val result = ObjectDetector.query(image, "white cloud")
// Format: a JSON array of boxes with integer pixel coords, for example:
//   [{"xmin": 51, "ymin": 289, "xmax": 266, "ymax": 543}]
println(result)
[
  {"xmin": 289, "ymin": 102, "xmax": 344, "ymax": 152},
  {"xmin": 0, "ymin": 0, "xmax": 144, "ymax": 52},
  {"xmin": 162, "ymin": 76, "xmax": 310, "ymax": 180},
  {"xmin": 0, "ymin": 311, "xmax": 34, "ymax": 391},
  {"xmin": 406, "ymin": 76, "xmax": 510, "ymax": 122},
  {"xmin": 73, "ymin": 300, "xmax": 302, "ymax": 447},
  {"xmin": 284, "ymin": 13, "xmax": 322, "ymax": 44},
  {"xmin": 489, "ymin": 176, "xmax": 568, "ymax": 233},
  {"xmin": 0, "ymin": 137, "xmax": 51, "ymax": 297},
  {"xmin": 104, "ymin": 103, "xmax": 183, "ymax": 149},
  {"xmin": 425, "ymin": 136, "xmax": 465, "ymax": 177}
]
•••••
### TASK OBJECTIVE
Nothing should be left out: copy the material exactly.

### WRITTEN SOLUTION
val result = ObjectDetector.query(image, "white cloud")
// Format: a JSON array of boxes with integer pixel coords, for example:
//   [{"xmin": 51, "ymin": 289, "xmax": 266, "ymax": 543}]
println(result)
[
  {"xmin": 289, "ymin": 102, "xmax": 344, "ymax": 152},
  {"xmin": 0, "ymin": 0, "xmax": 144, "ymax": 52},
  {"xmin": 162, "ymin": 76, "xmax": 310, "ymax": 180},
  {"xmin": 0, "ymin": 311, "xmax": 34, "ymax": 391},
  {"xmin": 406, "ymin": 76, "xmax": 510, "ymax": 122},
  {"xmin": 73, "ymin": 300, "xmax": 302, "ymax": 447},
  {"xmin": 284, "ymin": 13, "xmax": 322, "ymax": 44},
  {"xmin": 489, "ymin": 176, "xmax": 568, "ymax": 233},
  {"xmin": 0, "ymin": 137, "xmax": 51, "ymax": 297},
  {"xmin": 104, "ymin": 103, "xmax": 183, "ymax": 149},
  {"xmin": 425, "ymin": 136, "xmax": 465, "ymax": 177}
]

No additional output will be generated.